* _Data to process_:
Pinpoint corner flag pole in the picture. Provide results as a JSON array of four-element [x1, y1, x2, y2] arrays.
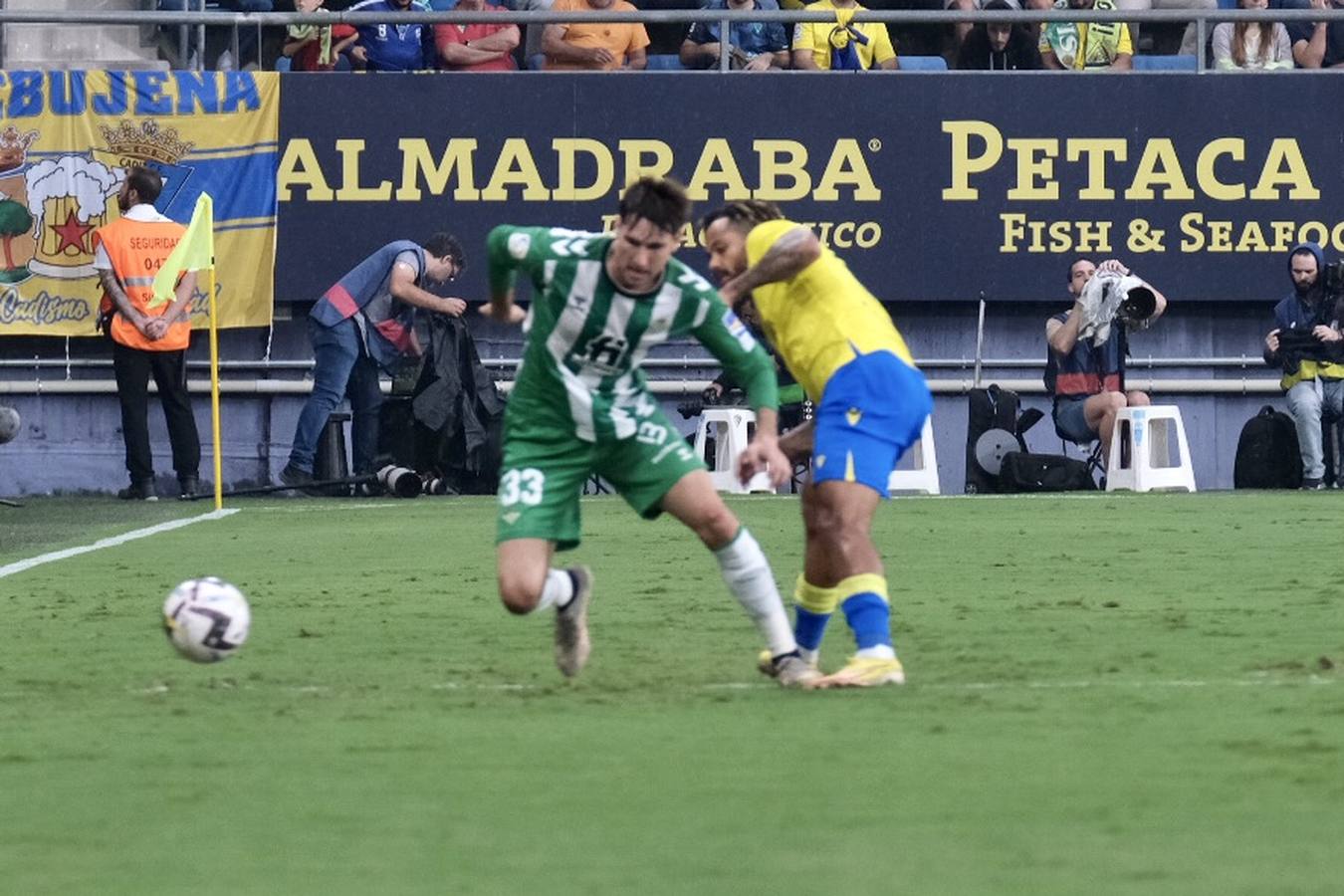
[[206, 258, 224, 511]]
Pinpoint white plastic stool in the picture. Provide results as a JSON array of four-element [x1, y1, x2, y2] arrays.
[[887, 414, 940, 495], [1106, 404, 1195, 492], [695, 407, 773, 495]]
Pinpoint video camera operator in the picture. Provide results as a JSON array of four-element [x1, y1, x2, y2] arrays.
[[1045, 258, 1167, 458], [1264, 243, 1344, 489]]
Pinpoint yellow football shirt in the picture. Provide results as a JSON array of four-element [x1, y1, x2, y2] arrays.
[[781, 0, 896, 70], [748, 220, 915, 400]]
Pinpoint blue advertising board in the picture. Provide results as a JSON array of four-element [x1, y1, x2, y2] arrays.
[[276, 73, 1344, 303]]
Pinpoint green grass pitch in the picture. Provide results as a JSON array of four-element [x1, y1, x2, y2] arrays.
[[0, 493, 1344, 896]]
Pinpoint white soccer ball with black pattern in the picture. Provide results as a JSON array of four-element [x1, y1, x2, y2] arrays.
[[164, 577, 251, 662]]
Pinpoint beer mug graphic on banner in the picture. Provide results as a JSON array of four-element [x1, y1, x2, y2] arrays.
[[27, 156, 122, 280]]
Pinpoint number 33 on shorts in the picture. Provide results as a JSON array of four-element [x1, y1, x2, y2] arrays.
[[499, 468, 546, 507]]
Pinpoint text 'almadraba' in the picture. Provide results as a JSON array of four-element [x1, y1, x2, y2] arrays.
[[280, 137, 882, 201]]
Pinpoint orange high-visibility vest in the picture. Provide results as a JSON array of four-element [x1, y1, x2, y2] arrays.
[[93, 218, 191, 352]]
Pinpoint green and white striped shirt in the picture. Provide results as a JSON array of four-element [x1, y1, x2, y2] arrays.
[[488, 224, 779, 442]]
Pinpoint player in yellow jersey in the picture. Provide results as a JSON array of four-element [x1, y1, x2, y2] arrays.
[[704, 200, 933, 688]]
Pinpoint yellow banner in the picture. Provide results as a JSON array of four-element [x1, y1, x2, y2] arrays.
[[0, 72, 280, 336]]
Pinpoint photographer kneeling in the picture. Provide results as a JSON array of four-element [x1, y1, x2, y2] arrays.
[[1045, 258, 1167, 458], [1264, 243, 1344, 489]]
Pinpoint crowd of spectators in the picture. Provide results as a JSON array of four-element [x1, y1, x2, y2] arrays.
[[154, 0, 1344, 72]]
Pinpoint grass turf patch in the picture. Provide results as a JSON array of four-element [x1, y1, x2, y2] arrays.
[[0, 493, 1344, 893]]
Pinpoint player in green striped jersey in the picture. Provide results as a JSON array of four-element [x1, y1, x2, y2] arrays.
[[484, 177, 820, 687]]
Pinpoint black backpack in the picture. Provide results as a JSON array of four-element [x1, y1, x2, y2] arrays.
[[1232, 404, 1302, 489], [967, 385, 1043, 495], [999, 451, 1097, 492]]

* _Task details_: Please print everything from the start of the rows down to the line containing "[[206, 258, 224, 511]]", both ends included, word for word, and leave the pictures out.

* _Response for this exercise_:
Pinpoint corner flag pole in the picture. Provide results as a JSON array of four-element [x1, y1, x2, y2] arrays.
[[206, 258, 224, 511]]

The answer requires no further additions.